Data to process below:

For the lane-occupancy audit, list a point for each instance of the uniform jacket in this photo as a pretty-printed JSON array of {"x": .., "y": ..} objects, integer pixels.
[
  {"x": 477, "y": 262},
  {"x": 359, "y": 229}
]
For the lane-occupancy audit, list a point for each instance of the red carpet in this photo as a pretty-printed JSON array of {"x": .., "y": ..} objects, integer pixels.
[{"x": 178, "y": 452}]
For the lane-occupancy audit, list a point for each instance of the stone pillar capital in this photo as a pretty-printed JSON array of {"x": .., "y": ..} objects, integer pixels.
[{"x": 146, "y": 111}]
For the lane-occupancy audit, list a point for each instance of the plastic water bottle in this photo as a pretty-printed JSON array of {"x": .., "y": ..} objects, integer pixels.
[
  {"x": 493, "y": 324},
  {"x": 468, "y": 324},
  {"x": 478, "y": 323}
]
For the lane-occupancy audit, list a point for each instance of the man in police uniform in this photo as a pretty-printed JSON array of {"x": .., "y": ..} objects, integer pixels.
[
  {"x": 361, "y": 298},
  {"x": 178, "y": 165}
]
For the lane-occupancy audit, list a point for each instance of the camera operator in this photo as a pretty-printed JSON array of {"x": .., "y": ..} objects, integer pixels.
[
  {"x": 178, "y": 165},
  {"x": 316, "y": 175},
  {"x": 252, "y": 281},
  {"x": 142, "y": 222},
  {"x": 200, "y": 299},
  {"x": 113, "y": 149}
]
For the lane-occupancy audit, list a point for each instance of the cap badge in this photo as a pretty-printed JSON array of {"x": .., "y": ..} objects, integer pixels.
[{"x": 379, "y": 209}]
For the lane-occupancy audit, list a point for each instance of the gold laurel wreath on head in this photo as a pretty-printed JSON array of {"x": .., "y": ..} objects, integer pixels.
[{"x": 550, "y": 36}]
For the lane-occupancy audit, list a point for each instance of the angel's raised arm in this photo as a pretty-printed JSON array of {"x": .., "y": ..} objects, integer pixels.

End of Data to process.

[Directions for this task] An exact copy of the listing is the goal. Transcribe it in full.

[Your solution]
For the lane-occupancy audit, list a point for each instance of the uniform jacket in this photo as a pretty-printed JSON array of {"x": .., "y": ..} objects, integer pixels.
[
  {"x": 477, "y": 262},
  {"x": 359, "y": 229}
]
For the lane-occupancy audit, list a point for each instance of the red carpet in this photo as a pretty-printed JSON array of {"x": .., "y": ..} objects, integer pixels.
[{"x": 178, "y": 452}]
For the lane-occupancy audit, list a point for each instance of the stone pillar capital in this photo as a pretty-printed JSON array of {"x": .., "y": ..} objects, integer pixels.
[{"x": 146, "y": 111}]
For the lane-occupancy audit, list a point for each instance of the plastic water bottle in this photo as a pretty-printed JSON array of {"x": .., "y": ..} objects, integer pixels.
[
  {"x": 493, "y": 324},
  {"x": 468, "y": 324},
  {"x": 478, "y": 323}
]
For the lane-occupancy audit, list a point for each instance of the man in police uniform in this photo as a pretty-printed JSON array of {"x": .., "y": ..} objects, integer pixels.
[
  {"x": 361, "y": 298},
  {"x": 178, "y": 165}
]
For the lane-occupancy audit, list a point for each instance of the camera operator in this photo as a pretty-printed JSON array of {"x": .., "y": ..} objects, integer pixels.
[
  {"x": 178, "y": 165},
  {"x": 316, "y": 175},
  {"x": 252, "y": 281},
  {"x": 142, "y": 222},
  {"x": 200, "y": 299},
  {"x": 113, "y": 149}
]
For the lane-occupancy audit, list a point for each instance of the cap badge in this photo as a pretty-printed JSON array of {"x": .., "y": ..} objects, integer pixels.
[{"x": 379, "y": 209}]
For the lane-occupancy audit, list a point for each instance of the gold laurel wreath on head in this photo as a pretty-printed JSON array of {"x": .., "y": ..} objects, integer pixels.
[{"x": 550, "y": 36}]
For the lane-occupancy audit, list a point for each instance of the angel's raised arm in this photo as a pretty-printed JSON array of {"x": .., "y": ..} objects, integer pixels.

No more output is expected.